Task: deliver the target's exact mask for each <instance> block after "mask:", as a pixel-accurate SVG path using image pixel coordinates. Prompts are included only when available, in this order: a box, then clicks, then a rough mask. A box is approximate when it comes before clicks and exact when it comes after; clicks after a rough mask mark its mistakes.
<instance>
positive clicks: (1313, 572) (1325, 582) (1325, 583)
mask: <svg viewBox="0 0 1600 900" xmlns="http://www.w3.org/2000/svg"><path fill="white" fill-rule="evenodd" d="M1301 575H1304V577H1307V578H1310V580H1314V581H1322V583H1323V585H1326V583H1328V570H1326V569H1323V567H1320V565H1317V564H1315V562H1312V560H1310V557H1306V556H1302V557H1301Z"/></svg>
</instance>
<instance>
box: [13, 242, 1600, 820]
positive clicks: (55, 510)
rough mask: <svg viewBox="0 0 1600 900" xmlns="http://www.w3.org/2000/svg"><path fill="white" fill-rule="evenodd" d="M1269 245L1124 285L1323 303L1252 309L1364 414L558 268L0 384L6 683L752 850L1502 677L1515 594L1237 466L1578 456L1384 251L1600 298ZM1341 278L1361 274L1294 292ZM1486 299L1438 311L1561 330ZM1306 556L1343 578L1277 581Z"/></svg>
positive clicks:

* [Work instructions] Reproduce all of the entries above, changing each occurrence of "positive clicks" to "foreground clicks" and leaving every other part unaltered.

* [Exercise result]
Task: deliver the target's exact mask for each <instance> block after "mask:", as a pixel-accurate SVG path using image pixel coordinates. Prompts are included only when available, in this order: a box, then clicks, then a rough mask. A box is approximate when it comes before clicks and exact when it comes after; clicks after a rough mask mark its mistakes.
<instance>
foreground clicks: (1313, 572) (1325, 582) (1325, 583)
mask: <svg viewBox="0 0 1600 900" xmlns="http://www.w3.org/2000/svg"><path fill="white" fill-rule="evenodd" d="M1301 575H1304V577H1307V578H1310V580H1314V581H1322V583H1323V585H1326V583H1328V570H1326V569H1323V567H1320V565H1317V564H1315V562H1312V560H1310V557H1306V556H1302V557H1301Z"/></svg>
</instance>
<instance>
box: [13, 242, 1600, 820]
foreground clicks: (55, 510)
rough mask: <svg viewBox="0 0 1600 900" xmlns="http://www.w3.org/2000/svg"><path fill="white" fill-rule="evenodd" d="M1269 245L1124 285L1323 303L1252 309L1364 414L558 268L0 384L6 683L752 850L1502 677L1515 594L1237 466L1578 456L1384 251L1600 298ZM1341 278L1361 274L1294 292ZM1486 299L1438 311L1561 330ZM1306 556L1343 578L1277 581Z"/></svg>
foreground clicks:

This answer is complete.